*Section de texte*.
Le texte laisse par ailleurs le choix au salarié d'accepter ou non de travailler le dimanche. C'est du moins l'esprit de la proposition de loi. Mais nous savons tous qu'en pratique le lien entre l'employeur et l'employé est un lien de subordination. Pour le salarié, il ne sera pas facile de s'opposer aux propositions de son employeur. Reconnaissons aussi que, pour certains employeurs, il ne sera pas facile non plus de s'opposer au travail dominical car le fait de voir sa clientèle et son chiffre d'affaire partir ailleurs ne leur laissera pas le choix de réorganiser leurs jours d'ouverture. Si le refus d'embauche d'un candidat se fait sur le critère de la volonté de ne pas travailler le dimanche, à qui devra-t-on jeter la pierre, au candidat ou à l'employeur ? Ni à l'un, ni à l'autre, selon la proposition de loi. C'est pourquoi nous avons déposé plusieurs amendements afin que l'énoncé du texte soit précisé sur ce point.
Posons à présent la question de l'impact économique et environnemental de ce texte.
La raison qui a présidé à l'élaboration de cette proposition de loi est d'accroître l'activité pour libérer la croissance. Pourtant, aucune étude économique ne présente des évaluations probantes. Au mieux, les nouvelles dispositions permettront donc un transfert d'activité, c'est-à-dire un transfert d'emploi et un transfert d'achat sur des jours habituellement non ouvrables, car ouvrir plus longtemps ne fait pas consommer plus. Les budgets des consommateurs n'étant pas extensibles, les dépenses faites ici seront compensées par des dépenses moindres ailleurs. Le revenu disponible pour les achats ne sera plus dépensé en six jours mais en sept.
La dégradation de la conjoncture macroéconomique qui a accompagné la crise financière a imprimé sa marque sur le pouvoir d'achat des ménages. Ces derniers ont été nombreux au cours des dernières années à ressentir une dégradation de leur niveau de vie alors même que le pouvoir d'achat, tel qu'il est mesuré par l'INSEE, restait inscrit dans une tendance à la hausse. L'une des explications de cet écart entre le pouvoir d'achat mesuré et le pouvoir d'achat ressenti réside dans le sentiment de frustration né d'un « vouloir d'achat » croissant plus vite que les moyens permettant de le satisfaire. La contraction prévisible du pouvoir d'achat au cours des prochains mois risque d'aggraver ce sentiment de frustration. Libéraliser dans le même temps l'ouverture dominicale des commerces, en étendant le temps d'exposition des consommateurs à l'offre marchande, ne peut que renforcer davantage encore ce sentiment de restriction qui pèse sur le moral des ménages.
Enfin, la libéralisation de l'ouverture dominicale pourrait avoir un effet sur la mobilité des ménages et comporter un impact environnemental net négatif. La fréquentation dominicale des commerces, profitant au premier chef aux commerces d'attraction, risque d'induire un allongement des distances parcourues pour accéder à l'offre marchande au détriment de la pratique de l'achat de proximité.

*Lignes de données*.
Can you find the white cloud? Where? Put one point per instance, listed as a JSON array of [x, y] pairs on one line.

*Consigne écrite*. Prolongez le texte sur le travail dominical en reprenant juste après sa dernière phrase.

*Réponse écrite*.
Posons à présent la question de savoir qui seront les gagnants et les perdants de la libéralisation du travail le dimanche.
Comme vous le savez, tous les commerces disposant de la capacité juridique d'ouvrir le dimanche n'exploitent pas cette possibilité. Cette proportion est même très minime pour les activités commerciales autorisées des secteurs non alimentaires, tandis que la propension à ouvrir le dimanche est élevée parmi les supermarchés.
Le commerce indépendant et les centres villes risquent donc d'être très durement affectés par la concurrence des PUCE. Face au commerce intégré, comme les chaînes de distribution, le risque de destruction d'emplois et de dévitalisation dans ces entreprises est bien plus grand que le potentiel de création d'emplois en périphérie dans les zones commerciales. Même si une dérogation est provisoire, lorsqu'un commerce ferme, c'est souvent de façon définitive, à moins d'être remplacé par un représentant des gagnants du système, et ce sera à n'en pas douter le commerce intégré.
Outre les commerçants et artisans installés au sein des zones visées, c'est tout le tissu des commerçants de proximité qui risque de subir l'effet d'aspiration des centres commerciaux ouverts le dimanche, y compris dans les départements limitrophes. Nombre de ces commerces, nous le savons, ont déjà beaucoup de mal à se maintenir. Pourront-ils résister aux campagnes publicitaires agressives des grandes enseignes ? Nous ne le pensons pas.
Pour l'employeur d'un commerce de proximité, il est clair que le fait de devoir multiplier les salaires par deux l'amènera à réfléchir sur l'opportunité d'une ouverture dominicale. Là encore, le commerce indépendant risque d'être la première victime des mesures nouvelles, à moins que le commerçant n'assure lui-même l'ouverture tous les dimanches de l'année.
Un effet de « cannibalisation » est donc à craindre entre les commerces ouverts le dimanche et les autres. Ces derniers risquent de n'avoir plus le choix qu'entre s'aligner ou disparaître.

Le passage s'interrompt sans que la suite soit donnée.